• **Your objective**
Copy exactly the run of lines that begins at the line with "the bird's tail" and ends at the final line of the entries.

• **Input rows**
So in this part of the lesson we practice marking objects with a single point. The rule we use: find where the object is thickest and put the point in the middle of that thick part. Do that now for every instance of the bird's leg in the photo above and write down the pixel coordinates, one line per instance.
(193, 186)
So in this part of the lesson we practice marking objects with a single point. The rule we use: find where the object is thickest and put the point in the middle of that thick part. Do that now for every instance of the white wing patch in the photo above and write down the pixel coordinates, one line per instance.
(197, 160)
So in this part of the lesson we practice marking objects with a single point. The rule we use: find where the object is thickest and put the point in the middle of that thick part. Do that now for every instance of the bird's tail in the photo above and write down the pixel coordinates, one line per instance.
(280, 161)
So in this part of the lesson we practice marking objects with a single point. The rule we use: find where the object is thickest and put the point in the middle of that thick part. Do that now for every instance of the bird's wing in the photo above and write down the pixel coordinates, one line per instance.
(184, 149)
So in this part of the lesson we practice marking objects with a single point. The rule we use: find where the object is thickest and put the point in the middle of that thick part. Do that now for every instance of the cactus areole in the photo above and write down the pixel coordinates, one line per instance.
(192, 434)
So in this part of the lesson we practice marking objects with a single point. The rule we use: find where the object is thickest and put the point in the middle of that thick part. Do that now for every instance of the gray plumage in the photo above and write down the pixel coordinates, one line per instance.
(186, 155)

• **Answer in full**
So in this part of the lesson we practice marking objects with a single point. The rule we use: find where the object is thickest and put the point in the middle of that thick part. Do that now for every instance of the bird's tail in the photo above and write down the pixel coordinates, one line per instance.
(280, 161)
So in this part of the lesson we practice marking objects with a single point. The rule we use: find where the object is thickest and put the point in the middle of that thick part. Do that now for every instance of the bird's wing in the photo above and write down the pixel coordinates, one line per instance.
(184, 149)
So in this part of the lesson we practice marking objects with a single point. The rule we use: find where the object is thickest and put the point in the middle of that thick part. Do that now for every instance of the cactus areole in the photo above and write down the pixel coordinates, one line per instance.
(192, 434)
So in this part of the lesson we practice marking objects with a single point. The rule we use: find where the object is thickest and put the point in the middle of that thick part. Do that now for every instance of the gray plumage in the photo above and write down the pixel coordinates, one line per instance.
(186, 155)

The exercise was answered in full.